PROBLEM 1: According to the 3D printing text, what percentage of market penetration does the early majority make up?

DOCUMENT EXTRACT:
The eco-system of hardware, software and service providers need to continue to innovate to reduce these barriers to help unlock the potential of 3D Printing.
Is 3D Printing About To Go Mainstream?
The ‘Technology Adoption Life Cycle Model’ developed by Geoffrey Moore (first set out in his book ‘Crossing The Chasm’), is a useful psychographic model that links buyer attitudes to market penetration of a technology product/service.
The concept applies a normal distribution to a given population, then splits it into five distinct customer groups according to level of penetration, each with their own characteristics.
The first two groups, the innovators (technology enthusiasts) and early adopters (visionaries), are most open to new ideas and make up 16% of the market penetration. The R&D departments using 3D Printing for Prototyping would be a classic target segment.
The third group, the early majority (pragmatists) making up 34% of the market penetration, are the most critical due to their size and ability to go beyond the initial, niche applications and represent breaking into the mainstream. These pragmatists are also the most challenging at this stage of market development, as they need more evidence than either the innovators or early adopters, to give them confidence to make big strategic decisions on new uses. For 3D Printing, this is likely to mean moving beyond the heartland of prototyping to develop new revenue streams for after-sales and transforming the business model to switch production methods for end components.

LISTED RECORDS:
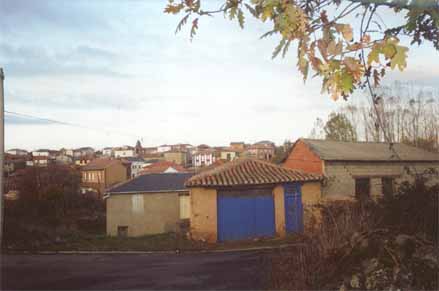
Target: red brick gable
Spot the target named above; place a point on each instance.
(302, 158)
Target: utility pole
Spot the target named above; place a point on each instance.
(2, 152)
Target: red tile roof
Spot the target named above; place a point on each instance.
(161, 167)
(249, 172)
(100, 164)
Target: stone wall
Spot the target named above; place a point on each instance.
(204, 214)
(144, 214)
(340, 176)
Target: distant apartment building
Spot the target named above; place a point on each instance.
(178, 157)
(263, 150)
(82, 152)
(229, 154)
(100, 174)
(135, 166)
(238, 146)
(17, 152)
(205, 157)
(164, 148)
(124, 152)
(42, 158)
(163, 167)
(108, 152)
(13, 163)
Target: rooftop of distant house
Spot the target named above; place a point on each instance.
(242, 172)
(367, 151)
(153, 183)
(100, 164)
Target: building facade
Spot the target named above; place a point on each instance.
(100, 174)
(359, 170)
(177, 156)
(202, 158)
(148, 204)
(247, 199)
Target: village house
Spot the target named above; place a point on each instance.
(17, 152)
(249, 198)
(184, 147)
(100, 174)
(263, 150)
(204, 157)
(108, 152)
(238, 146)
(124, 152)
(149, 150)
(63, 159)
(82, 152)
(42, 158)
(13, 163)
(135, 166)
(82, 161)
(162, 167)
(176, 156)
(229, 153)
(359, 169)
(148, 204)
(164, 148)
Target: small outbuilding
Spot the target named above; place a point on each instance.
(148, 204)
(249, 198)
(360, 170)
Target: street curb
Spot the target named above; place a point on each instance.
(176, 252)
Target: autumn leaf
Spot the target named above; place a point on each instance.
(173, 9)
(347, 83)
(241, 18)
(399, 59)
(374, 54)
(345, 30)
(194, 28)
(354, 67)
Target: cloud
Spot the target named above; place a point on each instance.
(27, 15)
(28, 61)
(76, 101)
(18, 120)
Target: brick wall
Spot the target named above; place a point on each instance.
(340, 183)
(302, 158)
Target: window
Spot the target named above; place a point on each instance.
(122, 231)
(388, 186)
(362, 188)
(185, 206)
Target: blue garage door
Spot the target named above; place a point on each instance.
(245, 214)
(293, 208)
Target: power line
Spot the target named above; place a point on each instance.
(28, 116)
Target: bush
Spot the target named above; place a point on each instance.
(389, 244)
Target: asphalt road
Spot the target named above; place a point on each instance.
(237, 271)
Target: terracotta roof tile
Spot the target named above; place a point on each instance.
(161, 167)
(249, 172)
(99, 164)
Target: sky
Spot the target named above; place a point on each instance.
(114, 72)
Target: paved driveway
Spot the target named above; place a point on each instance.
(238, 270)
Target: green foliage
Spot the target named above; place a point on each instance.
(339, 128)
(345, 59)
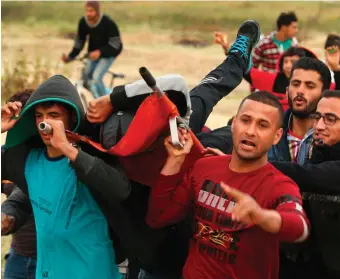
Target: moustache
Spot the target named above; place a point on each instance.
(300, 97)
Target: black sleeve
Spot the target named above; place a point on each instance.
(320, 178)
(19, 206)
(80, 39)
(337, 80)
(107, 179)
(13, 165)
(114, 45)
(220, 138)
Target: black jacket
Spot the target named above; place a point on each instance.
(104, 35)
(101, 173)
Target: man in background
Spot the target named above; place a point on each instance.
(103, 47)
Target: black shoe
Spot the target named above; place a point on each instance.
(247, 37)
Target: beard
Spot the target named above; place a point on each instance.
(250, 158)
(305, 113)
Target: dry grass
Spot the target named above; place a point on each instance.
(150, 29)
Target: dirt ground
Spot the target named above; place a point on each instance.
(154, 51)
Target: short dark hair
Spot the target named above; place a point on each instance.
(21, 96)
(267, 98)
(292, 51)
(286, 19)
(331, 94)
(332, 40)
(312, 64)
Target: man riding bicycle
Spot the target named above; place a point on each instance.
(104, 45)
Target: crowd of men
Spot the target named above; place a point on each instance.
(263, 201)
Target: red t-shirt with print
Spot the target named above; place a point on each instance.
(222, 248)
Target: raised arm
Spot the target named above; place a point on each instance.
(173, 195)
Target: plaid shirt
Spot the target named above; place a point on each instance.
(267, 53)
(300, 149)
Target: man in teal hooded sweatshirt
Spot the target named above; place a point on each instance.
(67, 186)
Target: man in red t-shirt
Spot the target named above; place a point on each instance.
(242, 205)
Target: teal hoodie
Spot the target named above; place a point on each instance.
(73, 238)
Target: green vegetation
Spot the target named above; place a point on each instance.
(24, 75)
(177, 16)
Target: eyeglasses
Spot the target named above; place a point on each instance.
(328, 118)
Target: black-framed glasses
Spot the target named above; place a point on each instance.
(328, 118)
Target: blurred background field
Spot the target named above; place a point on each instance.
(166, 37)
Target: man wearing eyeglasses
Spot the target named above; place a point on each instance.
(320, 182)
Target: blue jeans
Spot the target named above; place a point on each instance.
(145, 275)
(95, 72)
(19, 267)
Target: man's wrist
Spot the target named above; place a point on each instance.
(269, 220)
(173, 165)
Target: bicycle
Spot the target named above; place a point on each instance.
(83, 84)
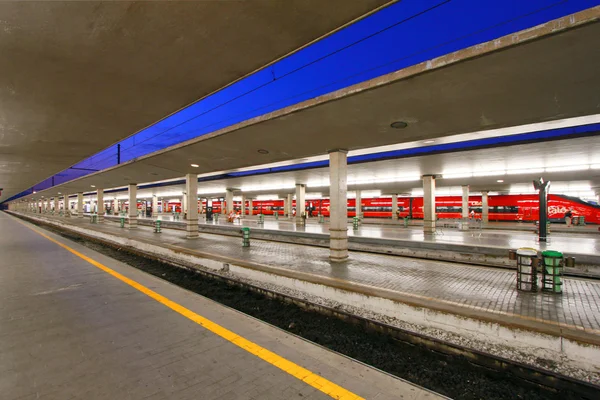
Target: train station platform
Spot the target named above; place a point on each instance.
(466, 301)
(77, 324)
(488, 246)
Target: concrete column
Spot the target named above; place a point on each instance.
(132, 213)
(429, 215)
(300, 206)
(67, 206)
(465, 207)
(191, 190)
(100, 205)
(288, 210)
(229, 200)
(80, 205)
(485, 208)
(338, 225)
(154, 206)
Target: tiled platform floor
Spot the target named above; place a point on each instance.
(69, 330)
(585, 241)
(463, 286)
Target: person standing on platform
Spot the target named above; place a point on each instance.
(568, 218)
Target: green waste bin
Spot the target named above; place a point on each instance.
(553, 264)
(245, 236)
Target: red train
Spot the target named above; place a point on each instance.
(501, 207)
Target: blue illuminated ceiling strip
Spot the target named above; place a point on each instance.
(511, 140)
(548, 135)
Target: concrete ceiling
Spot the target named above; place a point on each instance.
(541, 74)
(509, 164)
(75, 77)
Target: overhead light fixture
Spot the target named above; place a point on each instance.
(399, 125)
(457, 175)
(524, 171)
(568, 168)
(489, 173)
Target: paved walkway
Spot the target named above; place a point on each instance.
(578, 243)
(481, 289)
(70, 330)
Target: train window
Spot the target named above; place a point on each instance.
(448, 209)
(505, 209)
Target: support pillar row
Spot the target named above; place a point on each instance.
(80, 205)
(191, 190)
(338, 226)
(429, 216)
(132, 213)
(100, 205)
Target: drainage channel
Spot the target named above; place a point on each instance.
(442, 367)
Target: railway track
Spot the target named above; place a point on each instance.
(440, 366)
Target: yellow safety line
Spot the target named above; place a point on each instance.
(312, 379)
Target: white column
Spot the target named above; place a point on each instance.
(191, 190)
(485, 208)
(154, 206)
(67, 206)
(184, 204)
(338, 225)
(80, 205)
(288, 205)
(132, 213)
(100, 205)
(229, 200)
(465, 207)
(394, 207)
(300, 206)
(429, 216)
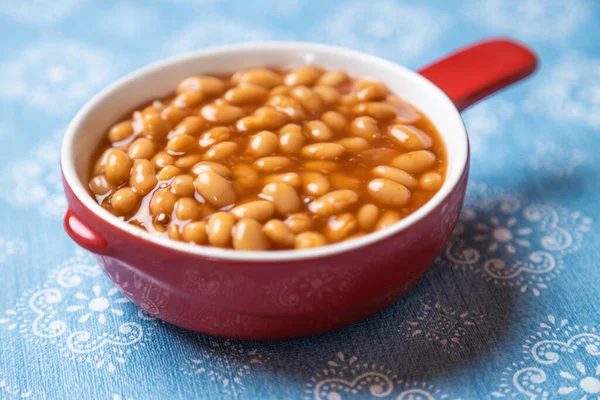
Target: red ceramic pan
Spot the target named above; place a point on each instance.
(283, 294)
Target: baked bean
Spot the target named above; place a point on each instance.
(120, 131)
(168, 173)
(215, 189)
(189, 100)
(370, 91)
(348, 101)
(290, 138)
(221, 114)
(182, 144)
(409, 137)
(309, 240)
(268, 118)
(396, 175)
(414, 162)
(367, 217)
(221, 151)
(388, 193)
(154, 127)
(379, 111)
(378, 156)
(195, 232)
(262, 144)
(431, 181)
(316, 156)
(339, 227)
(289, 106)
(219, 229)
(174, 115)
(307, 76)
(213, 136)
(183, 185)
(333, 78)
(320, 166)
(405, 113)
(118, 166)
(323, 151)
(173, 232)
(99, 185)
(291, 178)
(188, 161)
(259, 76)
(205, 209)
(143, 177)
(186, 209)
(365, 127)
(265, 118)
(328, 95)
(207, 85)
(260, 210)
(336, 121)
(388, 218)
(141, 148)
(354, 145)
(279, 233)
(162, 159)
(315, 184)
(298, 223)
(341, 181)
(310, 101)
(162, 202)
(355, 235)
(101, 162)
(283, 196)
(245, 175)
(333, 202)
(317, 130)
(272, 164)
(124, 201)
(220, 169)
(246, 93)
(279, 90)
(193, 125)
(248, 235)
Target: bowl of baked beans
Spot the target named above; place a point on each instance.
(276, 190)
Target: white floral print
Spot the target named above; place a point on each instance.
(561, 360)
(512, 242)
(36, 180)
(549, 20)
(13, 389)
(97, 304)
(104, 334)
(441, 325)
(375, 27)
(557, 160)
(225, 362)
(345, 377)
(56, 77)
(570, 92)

PROBLEM 2: Rescale the records from the line holding "Target: white floral print" through the end of the records, inclusive, and write out those lines again, requests included. Multiply every point coordinate in the answers by 1.5 and round each to a whole number, with halves rounded up.

ANSWER 1: 34%

ANSWER 2:
Target: white floral print
Spot the target named above; place a point on each instance.
(842, 540)
(768, 363)
(54, 270)
(824, 30)
(20, 584)
(146, 456)
(156, 501)
(662, 488)
(563, 41)
(836, 240)
(338, 543)
(518, 566)
(84, 116)
(855, 138)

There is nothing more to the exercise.